Segment Open

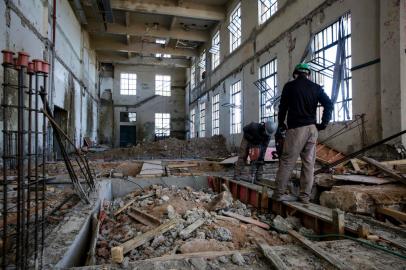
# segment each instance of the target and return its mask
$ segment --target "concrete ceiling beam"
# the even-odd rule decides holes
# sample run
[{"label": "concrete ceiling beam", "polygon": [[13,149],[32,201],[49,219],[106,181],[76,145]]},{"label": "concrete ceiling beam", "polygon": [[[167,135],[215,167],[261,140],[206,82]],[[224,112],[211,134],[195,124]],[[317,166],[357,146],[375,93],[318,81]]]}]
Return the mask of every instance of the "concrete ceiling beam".
[{"label": "concrete ceiling beam", "polygon": [[173,58],[156,58],[156,57],[143,57],[134,56],[127,58],[125,56],[115,55],[106,52],[97,53],[97,60],[103,63],[118,63],[126,65],[153,65],[153,66],[170,66],[187,68],[190,67],[190,60],[188,59],[173,59]]},{"label": "concrete ceiling beam", "polygon": [[170,54],[173,56],[197,56],[196,50],[190,49],[178,49],[163,47],[160,44],[147,43],[147,42],[135,42],[130,44],[123,44],[120,41],[114,41],[103,38],[95,38],[92,42],[92,47],[96,51],[119,51],[119,52],[132,52],[141,54]]},{"label": "concrete ceiling beam", "polygon": [[222,6],[204,5],[194,2],[182,1],[181,5],[167,0],[111,0],[113,9],[134,11],[142,13],[179,16],[201,20],[223,21],[225,9]]},{"label": "concrete ceiling beam", "polygon": [[107,24],[107,33],[121,34],[131,36],[150,36],[157,38],[183,39],[199,42],[209,41],[209,33],[199,30],[184,30],[182,28],[165,28],[147,27],[140,24],[132,24],[129,27],[117,23]]}]

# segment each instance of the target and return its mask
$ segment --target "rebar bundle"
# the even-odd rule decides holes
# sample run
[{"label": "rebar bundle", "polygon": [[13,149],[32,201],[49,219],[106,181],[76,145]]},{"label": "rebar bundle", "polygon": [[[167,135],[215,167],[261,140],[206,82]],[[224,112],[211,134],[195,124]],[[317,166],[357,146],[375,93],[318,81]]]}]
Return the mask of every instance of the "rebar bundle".
[{"label": "rebar bundle", "polygon": [[[49,64],[3,53],[2,268],[41,268],[44,248],[46,118],[39,87]],[[16,79],[17,78],[17,79]]]}]

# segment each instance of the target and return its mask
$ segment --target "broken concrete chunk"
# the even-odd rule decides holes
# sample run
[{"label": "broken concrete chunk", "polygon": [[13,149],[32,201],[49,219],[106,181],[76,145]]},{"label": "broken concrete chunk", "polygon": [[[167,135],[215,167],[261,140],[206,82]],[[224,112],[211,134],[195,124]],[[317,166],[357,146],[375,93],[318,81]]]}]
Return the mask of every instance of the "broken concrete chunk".
[{"label": "broken concrete chunk", "polygon": [[173,218],[176,217],[176,211],[175,211],[175,208],[173,208],[172,205],[168,205],[168,206],[166,207],[166,211],[167,211],[167,214],[168,214],[168,218],[169,218],[169,219],[173,219]]},{"label": "broken concrete chunk", "polygon": [[244,257],[241,255],[240,252],[236,252],[233,254],[233,256],[231,256],[231,261],[236,264],[236,265],[244,265],[245,264],[245,259]]},{"label": "broken concrete chunk", "polygon": [[192,258],[190,264],[197,270],[206,270],[207,261],[204,258]]},{"label": "broken concrete chunk", "polygon": [[288,231],[288,230],[292,230],[293,226],[292,224],[290,224],[289,222],[287,222],[283,217],[281,216],[276,216],[273,221],[273,226],[280,231]]},{"label": "broken concrete chunk", "polygon": [[209,211],[218,211],[227,209],[233,204],[233,195],[229,191],[223,191],[208,204]]},{"label": "broken concrete chunk", "polygon": [[163,200],[164,202],[167,202],[167,201],[169,201],[169,197],[164,195],[161,197],[161,200]]},{"label": "broken concrete chunk", "polygon": [[214,231],[214,237],[219,241],[231,241],[233,239],[230,230],[224,227],[217,227]]}]

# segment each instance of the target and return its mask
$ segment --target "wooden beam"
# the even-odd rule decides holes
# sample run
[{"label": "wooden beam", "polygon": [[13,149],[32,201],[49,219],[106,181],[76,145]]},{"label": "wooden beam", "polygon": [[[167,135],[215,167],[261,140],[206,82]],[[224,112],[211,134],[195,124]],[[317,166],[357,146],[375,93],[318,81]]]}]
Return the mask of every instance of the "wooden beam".
[{"label": "wooden beam", "polygon": [[197,56],[196,50],[191,49],[177,49],[162,47],[160,44],[135,42],[129,45],[123,44],[120,41],[115,41],[107,38],[93,39],[93,48],[96,51],[120,51],[120,52],[133,52],[142,54],[170,54],[175,56]]},{"label": "wooden beam", "polygon": [[125,13],[125,26],[126,26],[126,27],[129,27],[130,24],[131,24],[130,12],[127,11],[127,12]]},{"label": "wooden beam", "polygon": [[176,16],[172,17],[171,24],[169,25],[169,31],[171,31],[173,28],[175,28],[175,24],[176,24],[176,21],[177,21],[176,18],[177,18]]},{"label": "wooden beam", "polygon": [[196,220],[194,223],[192,223],[189,226],[187,226],[186,228],[184,228],[183,230],[181,230],[179,233],[179,236],[182,238],[187,238],[190,236],[190,234],[192,232],[197,230],[197,228],[199,228],[203,224],[204,224],[204,219],[200,218],[200,219]]},{"label": "wooden beam", "polygon": [[156,58],[132,56],[128,59],[127,56],[109,52],[98,52],[97,60],[103,63],[117,63],[123,65],[147,65],[147,66],[169,66],[174,68],[190,67],[190,60],[176,58]]},{"label": "wooden beam", "polygon": [[284,270],[288,269],[282,259],[273,251],[273,249],[264,241],[257,240],[257,245],[262,251],[264,256],[269,260],[274,269]]},{"label": "wooden beam", "polygon": [[399,221],[406,222],[406,213],[389,208],[389,207],[378,207],[376,212],[384,214],[386,216],[393,217]]},{"label": "wooden beam", "polygon": [[201,20],[222,21],[225,19],[225,9],[222,6],[210,6],[189,1],[182,1],[182,5],[178,6],[163,0],[111,0],[111,7],[119,10],[179,16]]},{"label": "wooden beam", "polygon": [[[95,30],[98,28],[92,27]],[[107,24],[107,33],[119,34],[119,35],[131,35],[131,36],[146,36],[157,38],[171,38],[171,39],[183,39],[198,42],[207,42],[210,39],[210,35],[206,31],[200,30],[184,30],[179,27],[173,27],[170,30],[163,27],[148,27],[141,24],[131,24],[128,27],[118,23]]]},{"label": "wooden beam", "polygon": [[137,201],[137,199],[133,199],[133,200],[129,201],[128,203],[126,203],[123,207],[119,208],[116,212],[114,212],[114,216],[118,216],[121,212],[126,210],[128,207],[130,207],[130,205],[132,205],[136,201]]},{"label": "wooden beam", "polygon": [[311,250],[319,258],[327,261],[333,267],[335,267],[337,269],[346,269],[346,270],[352,269],[351,267],[347,266],[344,262],[332,257],[326,251],[324,251],[320,247],[314,245],[310,240],[308,240],[307,238],[305,238],[298,232],[296,232],[294,230],[289,230],[288,233],[289,233],[289,235],[293,236],[296,240],[298,240],[300,243],[302,243],[307,249]]},{"label": "wooden beam", "polygon": [[402,175],[398,174],[394,170],[388,168],[386,165],[383,165],[380,162],[376,161],[375,159],[372,159],[369,157],[361,157],[361,160],[367,162],[368,164],[374,165],[376,168],[378,168],[385,174],[389,175],[390,177],[392,177],[406,185],[406,178],[404,178]]},{"label": "wooden beam", "polygon": [[270,228],[268,224],[263,223],[263,222],[261,222],[261,221],[259,221],[259,220],[250,218],[250,217],[244,217],[244,216],[242,216],[242,215],[239,215],[239,214],[236,214],[236,213],[232,213],[232,212],[228,212],[228,211],[224,211],[223,214],[226,215],[226,216],[229,216],[229,217],[232,217],[232,218],[236,218],[236,219],[238,219],[238,220],[241,220],[241,221],[243,221],[243,222],[245,222],[245,223],[253,224],[253,225],[258,226],[258,227],[260,227],[260,228],[263,228],[263,229],[265,229],[265,230],[269,230],[269,228]]}]

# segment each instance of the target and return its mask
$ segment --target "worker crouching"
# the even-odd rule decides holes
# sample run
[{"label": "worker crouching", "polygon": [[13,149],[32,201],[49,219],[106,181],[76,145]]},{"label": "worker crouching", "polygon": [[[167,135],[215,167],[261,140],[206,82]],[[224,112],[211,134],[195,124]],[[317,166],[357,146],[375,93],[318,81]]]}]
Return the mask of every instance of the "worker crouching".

Segment Closed

Scan the data above for the word "crouching". Copy every line in which it is found.

$ segment --target "worker crouching"
[{"label": "worker crouching", "polygon": [[13,149],[32,201],[49,219],[106,181],[76,145]]},{"label": "worker crouching", "polygon": [[[167,135],[215,167],[261,140],[206,82]],[[224,112],[211,134],[195,124]],[[317,166],[357,146],[375,93],[318,81]]]}]
Return the mask of every instance of the "worker crouching".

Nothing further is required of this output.